*PROBLEM STATEMENT*:
Pick out every line in the items below that contains the string "beach", matching case exactly, and copy each one.

*SUPPLIED INFORMATION*:

--------------------------------------------------

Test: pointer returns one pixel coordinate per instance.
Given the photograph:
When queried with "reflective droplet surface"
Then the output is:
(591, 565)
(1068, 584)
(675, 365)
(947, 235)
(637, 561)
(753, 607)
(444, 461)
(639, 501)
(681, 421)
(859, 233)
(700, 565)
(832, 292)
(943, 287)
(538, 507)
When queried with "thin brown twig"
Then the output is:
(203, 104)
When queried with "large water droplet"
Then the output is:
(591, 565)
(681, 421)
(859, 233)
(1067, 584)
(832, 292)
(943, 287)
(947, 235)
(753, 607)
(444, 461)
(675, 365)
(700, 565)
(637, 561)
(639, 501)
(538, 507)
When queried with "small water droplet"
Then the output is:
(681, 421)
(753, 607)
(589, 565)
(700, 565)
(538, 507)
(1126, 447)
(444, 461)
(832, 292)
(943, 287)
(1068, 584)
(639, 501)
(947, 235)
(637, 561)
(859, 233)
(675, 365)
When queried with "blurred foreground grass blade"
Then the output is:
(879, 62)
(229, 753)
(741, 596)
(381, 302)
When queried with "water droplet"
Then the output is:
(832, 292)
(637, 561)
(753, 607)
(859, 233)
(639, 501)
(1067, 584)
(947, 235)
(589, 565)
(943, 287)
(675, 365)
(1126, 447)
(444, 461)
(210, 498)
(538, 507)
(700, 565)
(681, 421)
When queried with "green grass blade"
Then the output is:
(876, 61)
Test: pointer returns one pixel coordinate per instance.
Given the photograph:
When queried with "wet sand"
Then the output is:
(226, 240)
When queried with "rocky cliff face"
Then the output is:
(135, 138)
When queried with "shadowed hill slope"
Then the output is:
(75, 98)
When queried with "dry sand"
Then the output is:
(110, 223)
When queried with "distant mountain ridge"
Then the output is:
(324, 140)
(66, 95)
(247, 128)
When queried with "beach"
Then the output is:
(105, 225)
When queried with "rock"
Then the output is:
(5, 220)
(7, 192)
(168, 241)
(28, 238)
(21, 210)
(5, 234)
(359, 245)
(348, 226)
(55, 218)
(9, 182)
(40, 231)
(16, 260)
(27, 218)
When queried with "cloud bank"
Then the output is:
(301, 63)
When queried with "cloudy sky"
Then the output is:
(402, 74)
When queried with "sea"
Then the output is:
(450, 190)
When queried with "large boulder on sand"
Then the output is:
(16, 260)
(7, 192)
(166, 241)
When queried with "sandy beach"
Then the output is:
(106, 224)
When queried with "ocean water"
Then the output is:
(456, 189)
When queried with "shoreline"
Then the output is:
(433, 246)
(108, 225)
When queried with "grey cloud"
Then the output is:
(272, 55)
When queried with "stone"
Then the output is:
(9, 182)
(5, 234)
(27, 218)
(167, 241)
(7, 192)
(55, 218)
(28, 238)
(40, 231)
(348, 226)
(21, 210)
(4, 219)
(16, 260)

--------------------------------------------------

*EXERCISE ANSWER*:
When queried with "beach"
When queried with "sandy beach"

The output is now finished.